** ИЗВЛЕЧЕННЫЙ ТЕКСТ **
------------------------------------------------------------------------
Все эти многосложности остаются в моем внутреннем употреблении. А человек просто живет так либо иначе…
Конечно, и я тоже вместе со всеми пользуюсь этим общим существительным, и в моем скорбном списке оно значится в разных своих номинациях.
Одну мою бабушку убил сыпной тиф, другую – кишечный рак. Одного деда, инвалида войны, дважды валил инсульт, а доконал рак желудка. Другой покончил с собой в депрессии. Папу сразил инфаркт. Мама долго уходила в альцгеймероподобной мозговой атрофии (возможно, отдаленный результат рентгеновского облучения головы в юном возрасте – в те годы, не зная последствий, рентгеном лечили стригущий лишай).
У меня была куча детских инфекций, туберкулез, плеврит, несколько воспалений легких, язва 12-перстной кишки, энтероколит, панкреатит, гепатит, стенокардия, сердечная аритмия, некая опухоль, несколько переломов, контузий и сотрясений мозга. Разные гриппы, ангины, гаймориты, циститы и прочее. Была слепота на один глаз, оперирован. Неврозы, депрессии – тоже не миновали. И все это – при неплохом здоровье и работоспособности.
------------------------------------------------------------------------
** ИСХОДНЫЕ ДАННЫЕ **
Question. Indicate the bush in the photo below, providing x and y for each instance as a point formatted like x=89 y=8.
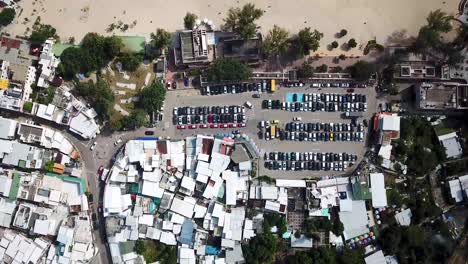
------------------------------------------------------------------------
** РАБОЧИЕ ЗАДАНИЯ **
a: Что, согласно тексту о болезнях, сразило папу?
b: Продолжите текст о болезнях после его последнего предложения.

** ОТВЕТЫ **
a: Инфаркт.

b:
Работа оздоровляет. Убедился в том с особой ясностью, когда в 2002 после автокатастрофы, переломанный, лежа навытяжку на спине, написал «Приручение страха». Физически ощущал с каждой новорожденной страницей прилив восстановительных сил: какие-то пчелки дружными вереницами устремлялись из потайного средоточия духа к сломанным болящим костям, заживляли их целебным нектаром…
Можем ли мы думать об ошибках природы? А если за ней – Творец, то и об ошибках Творца?..
Глядя на неисчислимое множество всевозможных врожденных уродств и генетических дефектов, на мутное море дурной наследственности, трудно удержаться от таких мыслей.
Если считать, что у природы есть цель – совершенство, гармония, красота, то приходится признать, что идет она к этой цели с огромными издержками. В природе уйма халтуры, брака и недоделок, до черта нелепостей. Понять и оправдать их можно только одним: слишком много работы, слишком широк поиск, и конца ему не видать…
Кто чаще ошибается – природа или мы, доктора? Пока – мы. Но верю, что когда-нибудь мы станем умнее своей мамаши. О папе пока не будем…
– Больной Леви, в процедурную!.. Больной Леви, где вы? Больной Леви!
Я сидел среди других ожидающих очереди прямо перед дверьми процедурной. Ждал этого вызова. Медсестра выкликнула раз, и другой, и третий, а я молчал и не хотел подниматься. Не хотел не потому, что у меня все болело, и подняться было физически тяжело – я бы и на карачках пополз. Но меня назвали неправильно, меня обозвали.
Нельзя обзывать человека больным. «Мой больной», «твой больной», – говорим мы, врачи, меж собой – это ладно уж. А вот самого человека в глаза обзывать больным – преступление, маленькое, но преступление. А иногда и большое.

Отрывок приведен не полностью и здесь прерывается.